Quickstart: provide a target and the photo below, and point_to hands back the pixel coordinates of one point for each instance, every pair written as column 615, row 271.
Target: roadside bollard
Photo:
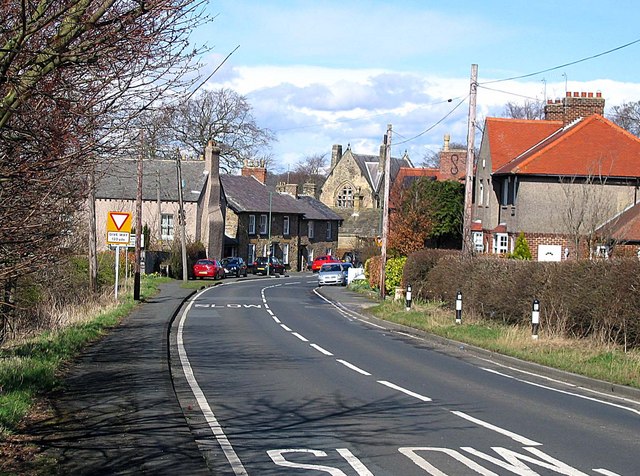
column 535, row 319
column 459, row 308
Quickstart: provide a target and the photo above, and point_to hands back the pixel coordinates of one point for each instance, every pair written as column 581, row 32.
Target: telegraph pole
column 467, row 244
column 138, row 251
column 385, row 208
column 182, row 220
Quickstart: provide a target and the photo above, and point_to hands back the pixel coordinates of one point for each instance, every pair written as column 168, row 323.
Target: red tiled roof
column 590, row 146
column 508, row 138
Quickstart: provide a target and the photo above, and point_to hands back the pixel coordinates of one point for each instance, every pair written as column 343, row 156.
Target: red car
column 208, row 268
column 318, row 261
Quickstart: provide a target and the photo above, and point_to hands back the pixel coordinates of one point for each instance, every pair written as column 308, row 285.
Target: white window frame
column 501, row 243
column 263, row 224
column 167, row 226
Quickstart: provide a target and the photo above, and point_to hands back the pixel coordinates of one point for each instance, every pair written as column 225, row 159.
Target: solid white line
column 514, row 436
column 301, row 337
column 208, row 414
column 606, row 472
column 320, row 349
column 353, row 367
column 404, row 390
column 584, row 397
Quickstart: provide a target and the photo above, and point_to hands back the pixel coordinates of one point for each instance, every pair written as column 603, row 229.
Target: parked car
column 208, row 268
column 318, row 261
column 331, row 273
column 234, row 266
column 262, row 263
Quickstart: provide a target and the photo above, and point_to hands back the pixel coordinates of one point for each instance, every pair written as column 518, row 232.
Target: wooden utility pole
column 182, row 221
column 138, row 253
column 467, row 242
column 385, row 209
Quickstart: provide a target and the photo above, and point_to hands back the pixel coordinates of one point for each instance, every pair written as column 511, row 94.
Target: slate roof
column 587, row 147
column 249, row 195
column 119, row 179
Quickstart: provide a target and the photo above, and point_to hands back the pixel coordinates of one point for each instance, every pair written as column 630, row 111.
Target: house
column 229, row 214
column 354, row 189
column 300, row 227
column 558, row 180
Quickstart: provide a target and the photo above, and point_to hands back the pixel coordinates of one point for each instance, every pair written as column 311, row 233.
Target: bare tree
column 73, row 74
column 223, row 116
column 527, row 110
column 627, row 116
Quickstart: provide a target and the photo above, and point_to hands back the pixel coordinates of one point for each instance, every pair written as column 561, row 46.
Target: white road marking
column 404, row 390
column 353, row 367
column 514, row 436
column 573, row 394
column 208, row 414
column 301, row 337
column 320, row 349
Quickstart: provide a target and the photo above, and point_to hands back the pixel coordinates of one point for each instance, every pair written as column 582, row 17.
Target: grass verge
column 31, row 368
column 580, row 356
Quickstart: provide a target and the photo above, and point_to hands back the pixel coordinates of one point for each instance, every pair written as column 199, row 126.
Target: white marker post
column 459, row 308
column 535, row 319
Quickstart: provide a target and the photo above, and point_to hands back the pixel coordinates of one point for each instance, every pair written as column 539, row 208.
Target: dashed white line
column 404, row 390
column 514, row 436
column 320, row 349
column 301, row 337
column 353, row 367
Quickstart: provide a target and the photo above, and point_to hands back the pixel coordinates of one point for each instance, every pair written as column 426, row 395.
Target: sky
column 325, row 72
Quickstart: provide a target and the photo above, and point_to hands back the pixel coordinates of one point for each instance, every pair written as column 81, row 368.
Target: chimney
column 573, row 106
column 288, row 189
column 336, row 154
column 309, row 188
column 214, row 216
column 255, row 168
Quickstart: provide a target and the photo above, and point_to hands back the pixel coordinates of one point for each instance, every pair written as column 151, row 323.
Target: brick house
column 558, row 180
column 301, row 226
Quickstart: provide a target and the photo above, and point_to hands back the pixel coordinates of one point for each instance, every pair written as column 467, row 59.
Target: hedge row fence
column 597, row 299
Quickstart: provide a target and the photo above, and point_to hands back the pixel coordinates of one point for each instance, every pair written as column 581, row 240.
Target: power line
column 564, row 65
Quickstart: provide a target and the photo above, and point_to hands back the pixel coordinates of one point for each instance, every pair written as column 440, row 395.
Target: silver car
column 331, row 273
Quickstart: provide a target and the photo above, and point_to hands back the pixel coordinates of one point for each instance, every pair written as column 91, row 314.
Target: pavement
column 118, row 412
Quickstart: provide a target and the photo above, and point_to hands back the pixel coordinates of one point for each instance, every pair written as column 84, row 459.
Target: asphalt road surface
column 276, row 380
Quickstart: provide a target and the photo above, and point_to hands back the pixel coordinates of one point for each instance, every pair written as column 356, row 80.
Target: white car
column 331, row 273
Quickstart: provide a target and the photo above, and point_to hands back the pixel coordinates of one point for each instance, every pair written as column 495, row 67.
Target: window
column 500, row 243
column 263, row 224
column 345, row 197
column 166, row 226
column 478, row 244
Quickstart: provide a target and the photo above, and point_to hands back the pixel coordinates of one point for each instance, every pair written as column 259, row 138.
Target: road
column 278, row 381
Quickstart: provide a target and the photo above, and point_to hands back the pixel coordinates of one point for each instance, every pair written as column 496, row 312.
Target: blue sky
column 326, row 72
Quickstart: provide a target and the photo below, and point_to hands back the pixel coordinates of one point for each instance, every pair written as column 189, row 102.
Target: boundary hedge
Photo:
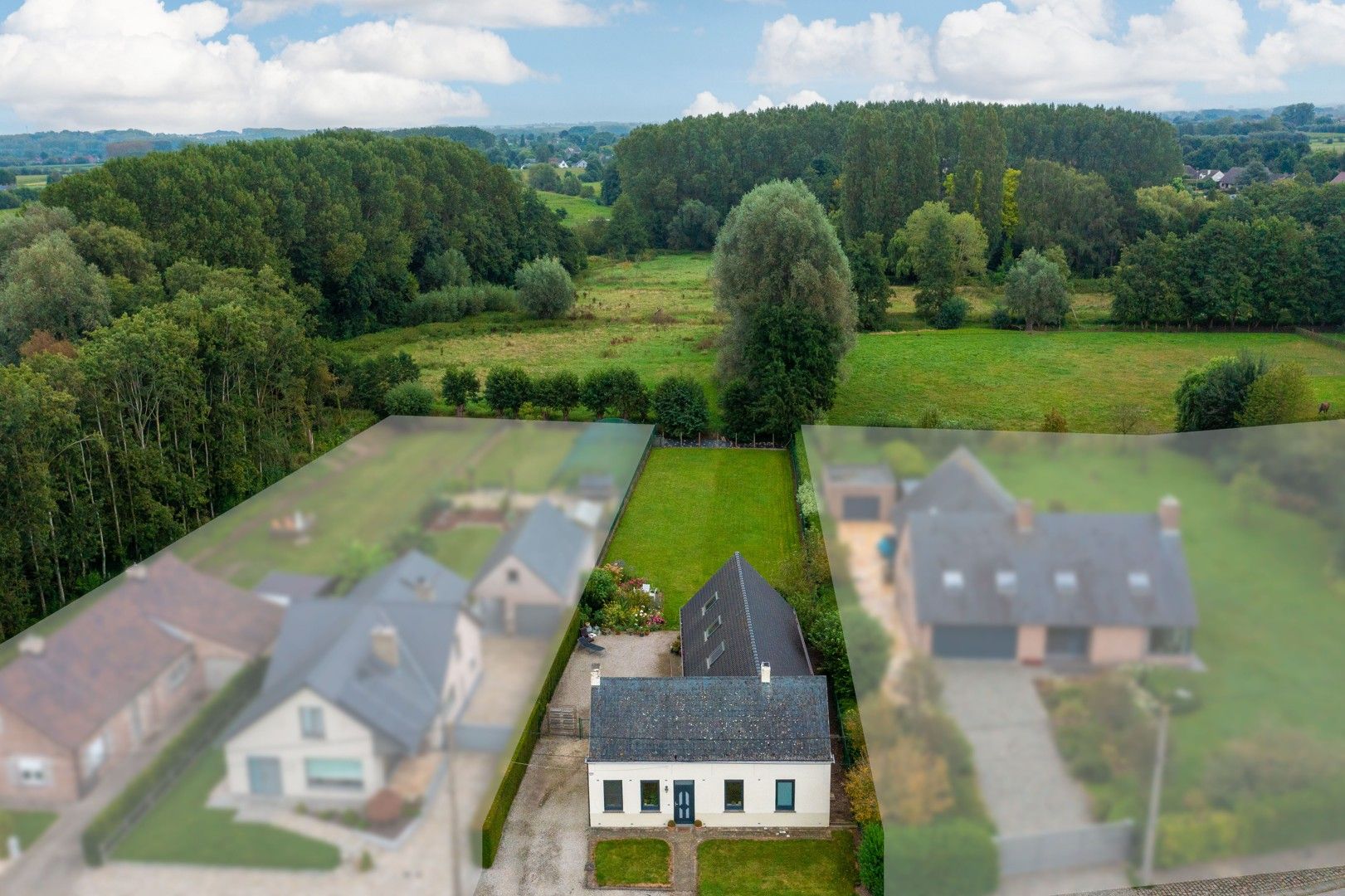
column 106, row 829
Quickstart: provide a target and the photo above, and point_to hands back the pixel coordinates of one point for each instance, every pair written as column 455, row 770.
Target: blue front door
column 684, row 802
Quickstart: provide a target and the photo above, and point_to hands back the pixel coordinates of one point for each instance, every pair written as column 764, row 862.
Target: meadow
column 658, row 316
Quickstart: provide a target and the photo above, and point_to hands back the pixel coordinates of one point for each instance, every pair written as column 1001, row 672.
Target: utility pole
column 1156, row 790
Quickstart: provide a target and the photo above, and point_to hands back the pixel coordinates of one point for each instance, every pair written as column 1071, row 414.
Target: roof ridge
column 747, row 610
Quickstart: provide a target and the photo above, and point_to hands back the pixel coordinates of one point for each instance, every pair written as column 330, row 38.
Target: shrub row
column 171, row 762
column 493, row 825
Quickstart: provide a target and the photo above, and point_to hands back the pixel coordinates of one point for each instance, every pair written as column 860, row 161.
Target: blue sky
column 231, row 64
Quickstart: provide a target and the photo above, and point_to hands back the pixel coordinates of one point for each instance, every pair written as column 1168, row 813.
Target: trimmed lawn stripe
column 693, row 508
column 631, row 863
column 777, row 867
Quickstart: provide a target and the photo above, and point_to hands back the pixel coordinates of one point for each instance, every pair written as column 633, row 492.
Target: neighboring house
column 736, row 623
column 357, row 685
column 859, row 491
column 729, row 751
column 77, row 701
column 979, row 575
column 532, row 580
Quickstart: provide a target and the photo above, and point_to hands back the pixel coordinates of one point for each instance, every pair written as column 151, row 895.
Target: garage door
column 860, row 508
column 976, row 642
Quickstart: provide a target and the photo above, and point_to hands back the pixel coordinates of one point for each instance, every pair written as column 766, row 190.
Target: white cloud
column 706, row 104
column 116, row 64
column 412, row 50
column 876, row 49
column 482, row 14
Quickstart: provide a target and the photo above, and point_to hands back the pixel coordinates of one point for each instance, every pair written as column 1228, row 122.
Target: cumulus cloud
column 116, row 64
column 877, row 49
column 482, row 14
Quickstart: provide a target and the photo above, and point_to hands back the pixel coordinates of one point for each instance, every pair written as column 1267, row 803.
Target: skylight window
column 714, row 654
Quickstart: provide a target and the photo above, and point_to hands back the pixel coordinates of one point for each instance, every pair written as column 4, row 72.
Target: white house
column 355, row 685
column 727, row 751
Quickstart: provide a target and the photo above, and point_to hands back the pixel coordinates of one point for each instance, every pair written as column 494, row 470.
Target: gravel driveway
column 1026, row 783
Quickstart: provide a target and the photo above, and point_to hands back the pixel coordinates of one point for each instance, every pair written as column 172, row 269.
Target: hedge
column 1262, row 825
column 493, row 825
column 946, row 859
column 156, row 778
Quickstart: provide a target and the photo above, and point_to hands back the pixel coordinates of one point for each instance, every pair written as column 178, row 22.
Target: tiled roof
column 710, row 718
column 738, row 622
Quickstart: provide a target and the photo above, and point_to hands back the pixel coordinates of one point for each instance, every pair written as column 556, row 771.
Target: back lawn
column 182, row 830
column 632, row 863
column 777, row 867
column 693, row 508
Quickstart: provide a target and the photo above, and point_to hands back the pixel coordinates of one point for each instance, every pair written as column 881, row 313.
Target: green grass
column 777, row 867
column 577, row 209
column 28, row 826
column 631, row 863
column 693, row 508
column 658, row 316
column 181, row 829
column 1007, row 380
column 1270, row 608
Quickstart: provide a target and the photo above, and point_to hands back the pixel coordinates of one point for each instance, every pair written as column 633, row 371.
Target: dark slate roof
column 877, row 475
column 326, row 646
column 959, row 483
column 752, row 623
column 549, row 543
column 1100, row 549
column 407, row 576
column 710, row 720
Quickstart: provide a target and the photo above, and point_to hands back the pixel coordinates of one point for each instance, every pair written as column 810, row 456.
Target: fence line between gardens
column 164, row 772
column 1334, row 341
column 1060, row 850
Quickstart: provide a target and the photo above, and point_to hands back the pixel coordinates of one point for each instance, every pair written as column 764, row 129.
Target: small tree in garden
column 409, row 398
column 507, row 389
column 681, row 407
column 558, row 392
column 459, row 387
column 545, row 288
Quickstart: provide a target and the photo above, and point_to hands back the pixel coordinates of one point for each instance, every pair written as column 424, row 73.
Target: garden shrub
column 870, row 859
column 947, row 859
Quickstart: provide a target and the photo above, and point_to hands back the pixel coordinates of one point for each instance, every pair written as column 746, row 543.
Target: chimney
column 383, row 640
column 1169, row 514
column 1022, row 515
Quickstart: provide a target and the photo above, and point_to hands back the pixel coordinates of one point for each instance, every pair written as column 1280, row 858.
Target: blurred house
column 355, row 686
column 117, row 673
column 982, row 575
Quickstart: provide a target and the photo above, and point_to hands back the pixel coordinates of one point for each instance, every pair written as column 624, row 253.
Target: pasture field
column 658, row 316
column 693, row 508
column 577, row 209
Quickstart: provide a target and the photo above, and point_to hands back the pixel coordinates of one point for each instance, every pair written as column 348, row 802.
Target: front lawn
column 693, row 508
column 779, row 867
column 181, row 829
column 631, row 863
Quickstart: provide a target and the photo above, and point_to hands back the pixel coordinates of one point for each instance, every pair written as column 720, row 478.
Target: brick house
column 117, row 673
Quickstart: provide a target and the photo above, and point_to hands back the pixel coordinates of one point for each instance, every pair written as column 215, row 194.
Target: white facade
column 811, row 792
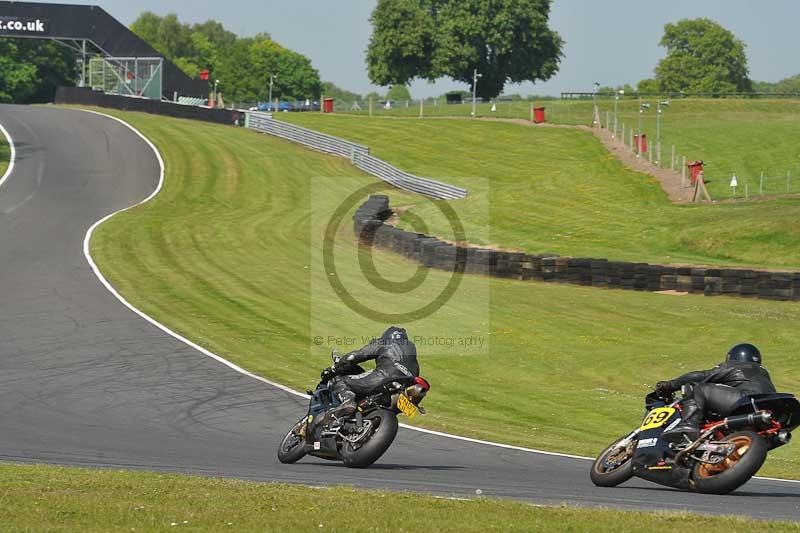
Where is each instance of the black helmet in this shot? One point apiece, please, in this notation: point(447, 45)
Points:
point(744, 353)
point(394, 334)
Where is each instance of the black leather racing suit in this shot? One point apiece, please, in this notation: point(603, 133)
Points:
point(719, 388)
point(396, 360)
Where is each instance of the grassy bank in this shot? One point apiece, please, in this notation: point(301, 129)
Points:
point(45, 498)
point(742, 136)
point(222, 255)
point(559, 190)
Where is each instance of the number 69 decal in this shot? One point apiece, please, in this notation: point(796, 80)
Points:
point(657, 417)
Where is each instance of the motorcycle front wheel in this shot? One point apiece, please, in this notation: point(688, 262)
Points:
point(382, 434)
point(293, 446)
point(734, 470)
point(614, 465)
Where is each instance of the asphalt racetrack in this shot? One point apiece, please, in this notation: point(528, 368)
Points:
point(86, 381)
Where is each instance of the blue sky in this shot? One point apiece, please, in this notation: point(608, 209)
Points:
point(611, 41)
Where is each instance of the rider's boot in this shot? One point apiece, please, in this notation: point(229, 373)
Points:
point(689, 426)
point(344, 409)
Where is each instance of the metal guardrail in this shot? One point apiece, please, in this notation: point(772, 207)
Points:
point(358, 155)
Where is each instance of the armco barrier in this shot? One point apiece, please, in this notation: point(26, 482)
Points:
point(86, 96)
point(371, 229)
point(358, 155)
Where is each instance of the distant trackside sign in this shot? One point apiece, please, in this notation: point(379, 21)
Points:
point(23, 26)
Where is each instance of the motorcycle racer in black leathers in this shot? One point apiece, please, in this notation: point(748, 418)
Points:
point(395, 360)
point(717, 389)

---+---

• [About this task]
Lines with the word "black": tally them across the material and give only the total.

• [Answer to this exercise]
3